**How to complete this task**
Please carry on writing the passage on busyness below, picking up right after its final sentence.

**Provided passage**
The question for most of us isn’t whether or not we’re busy (and sometimes too busy). Rather, we wonder if we’re always busy with the right things, and for the right reasons. We want to figure out how to cope with the reality of busyness, and maybe find a way to bring a little more balance and sanity to our lives.
BUSYNESS: A HEART ISSUE
“I don’t want to miss out on opportunities, mess up relationships by disappointing people, or misstep right out of God’s will. I struggle with keeping some sense of balance in my life. I struggle with worrying about what others think of my decisions...”
– Lysa TerKeurst, The Best Yes
For better and worse, busyness is as much a heart issue as it is a physical one, and maybe that’s why it’s such a hard one to grapple with. It’s difficult to untangle our motivations for the choices we make with our limited time and energy.
Sometimes our busyness is driven by the wrong things, like a desire to please or earn admiration, or by misplaced priorities. Often, though, we’re acting out of a sincere desire to serve God and others, and to be good stewards of the time and opportunities God has given us. We feel keenly the weight of others’ needs and expectations. At the same time, we constantly fight the temptation to compare – and judge.

(Dataset records)
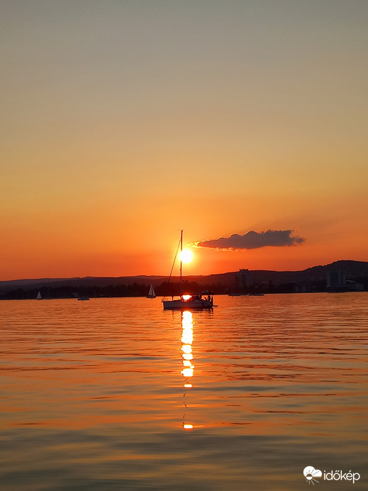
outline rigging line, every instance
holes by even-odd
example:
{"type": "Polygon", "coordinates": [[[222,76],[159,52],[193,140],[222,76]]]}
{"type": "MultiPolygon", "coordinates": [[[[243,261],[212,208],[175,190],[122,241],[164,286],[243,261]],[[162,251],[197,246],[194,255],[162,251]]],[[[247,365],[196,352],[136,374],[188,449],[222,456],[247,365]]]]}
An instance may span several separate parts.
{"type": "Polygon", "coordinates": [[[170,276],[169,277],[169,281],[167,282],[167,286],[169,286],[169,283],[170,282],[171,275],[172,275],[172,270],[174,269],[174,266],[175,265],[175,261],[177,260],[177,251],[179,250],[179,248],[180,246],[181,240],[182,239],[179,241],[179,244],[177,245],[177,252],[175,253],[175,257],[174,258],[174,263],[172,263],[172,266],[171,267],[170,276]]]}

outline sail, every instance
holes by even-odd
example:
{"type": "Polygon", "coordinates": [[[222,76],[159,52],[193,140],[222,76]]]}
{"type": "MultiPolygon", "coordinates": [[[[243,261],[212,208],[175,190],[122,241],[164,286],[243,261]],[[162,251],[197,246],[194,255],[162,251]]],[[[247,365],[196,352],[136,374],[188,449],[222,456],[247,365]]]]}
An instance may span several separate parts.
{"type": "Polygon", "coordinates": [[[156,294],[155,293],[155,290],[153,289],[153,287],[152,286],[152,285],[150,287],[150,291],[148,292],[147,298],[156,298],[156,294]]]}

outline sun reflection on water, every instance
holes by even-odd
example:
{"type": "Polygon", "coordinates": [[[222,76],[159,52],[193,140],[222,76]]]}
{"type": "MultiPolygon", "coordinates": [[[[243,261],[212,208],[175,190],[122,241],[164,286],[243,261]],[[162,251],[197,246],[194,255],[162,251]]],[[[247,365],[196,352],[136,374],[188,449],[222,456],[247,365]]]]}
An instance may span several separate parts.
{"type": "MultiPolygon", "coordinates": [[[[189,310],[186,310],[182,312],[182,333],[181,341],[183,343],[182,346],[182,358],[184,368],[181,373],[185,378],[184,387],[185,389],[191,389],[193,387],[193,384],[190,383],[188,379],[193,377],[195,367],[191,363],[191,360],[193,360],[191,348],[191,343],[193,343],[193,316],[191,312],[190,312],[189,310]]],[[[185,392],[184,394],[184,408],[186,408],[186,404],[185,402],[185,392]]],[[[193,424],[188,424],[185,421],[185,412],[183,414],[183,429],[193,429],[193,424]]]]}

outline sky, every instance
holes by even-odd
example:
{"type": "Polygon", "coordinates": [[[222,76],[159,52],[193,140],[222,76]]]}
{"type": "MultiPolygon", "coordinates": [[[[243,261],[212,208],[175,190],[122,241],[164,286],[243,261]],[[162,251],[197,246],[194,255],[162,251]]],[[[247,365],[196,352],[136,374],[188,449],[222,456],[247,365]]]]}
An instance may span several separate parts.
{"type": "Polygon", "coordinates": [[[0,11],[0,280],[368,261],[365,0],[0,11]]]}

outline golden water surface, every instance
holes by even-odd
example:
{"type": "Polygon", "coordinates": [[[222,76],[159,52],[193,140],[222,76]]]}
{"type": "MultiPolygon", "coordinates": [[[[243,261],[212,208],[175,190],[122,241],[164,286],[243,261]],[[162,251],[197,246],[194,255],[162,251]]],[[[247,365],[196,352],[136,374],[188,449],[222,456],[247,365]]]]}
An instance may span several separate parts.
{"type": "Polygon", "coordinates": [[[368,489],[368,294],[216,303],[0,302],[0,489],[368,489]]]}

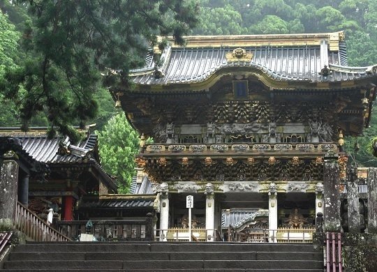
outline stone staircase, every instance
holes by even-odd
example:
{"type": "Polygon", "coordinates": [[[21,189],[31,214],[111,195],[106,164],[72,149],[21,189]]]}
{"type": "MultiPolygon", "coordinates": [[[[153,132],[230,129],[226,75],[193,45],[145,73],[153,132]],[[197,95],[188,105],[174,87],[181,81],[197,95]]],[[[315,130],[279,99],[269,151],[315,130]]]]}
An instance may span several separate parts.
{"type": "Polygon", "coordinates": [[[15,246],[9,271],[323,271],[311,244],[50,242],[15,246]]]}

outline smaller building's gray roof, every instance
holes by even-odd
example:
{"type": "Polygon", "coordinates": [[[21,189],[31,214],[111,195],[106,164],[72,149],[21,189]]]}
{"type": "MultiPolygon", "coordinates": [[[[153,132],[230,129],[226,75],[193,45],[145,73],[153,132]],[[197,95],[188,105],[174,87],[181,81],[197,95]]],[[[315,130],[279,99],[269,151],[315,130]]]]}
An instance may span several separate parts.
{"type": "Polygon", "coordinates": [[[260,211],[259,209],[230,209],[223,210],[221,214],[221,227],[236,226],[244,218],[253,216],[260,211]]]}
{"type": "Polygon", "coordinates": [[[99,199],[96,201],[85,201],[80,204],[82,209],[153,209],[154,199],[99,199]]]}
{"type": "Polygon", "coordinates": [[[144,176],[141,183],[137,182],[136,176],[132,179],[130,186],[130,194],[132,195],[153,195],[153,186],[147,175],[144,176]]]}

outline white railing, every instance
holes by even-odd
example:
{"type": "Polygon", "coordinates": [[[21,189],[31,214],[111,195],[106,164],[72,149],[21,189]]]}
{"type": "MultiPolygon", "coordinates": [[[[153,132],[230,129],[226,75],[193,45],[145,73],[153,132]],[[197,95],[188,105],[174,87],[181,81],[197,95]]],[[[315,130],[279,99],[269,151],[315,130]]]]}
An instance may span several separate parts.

**Result**
These struggles of the mind and heart lead to a lot of soul-searching. And, as was made clear by some of the thoughts that were shared with me, they are the cause of very real distress for many Christian women.
“It can be really quite hard to assess if I am truly called to a new thing or if I should stay the course on what I am doing. It’s hard to assess my motives. And even when I make a decision, I easily second-guess myself.”
“Do we make ourselves busy to avoid judgment from others who look at us and think we should be doing more? I feel that sometimes.”
“Too often we connect our personal worth and value to the stuff we are busy with.”
“... this is what drives me: If I don’t do it, I’ll disappoint someone who matters – or even who doesn’t really. If I don’t do it, I’m lazy... or I’m unstewardly: I can save money by canning and baking and freezing. I’m failing my kids: if I don’t bake, and can, and preserve, I’m feeding them cancer or other diseases. I’m not letting them grow to their fullest potential by taking their sports and music from them... Will I fail my calling and deny my promises at baptism if I don’t do all these things? ... where am I trusting God in all this?”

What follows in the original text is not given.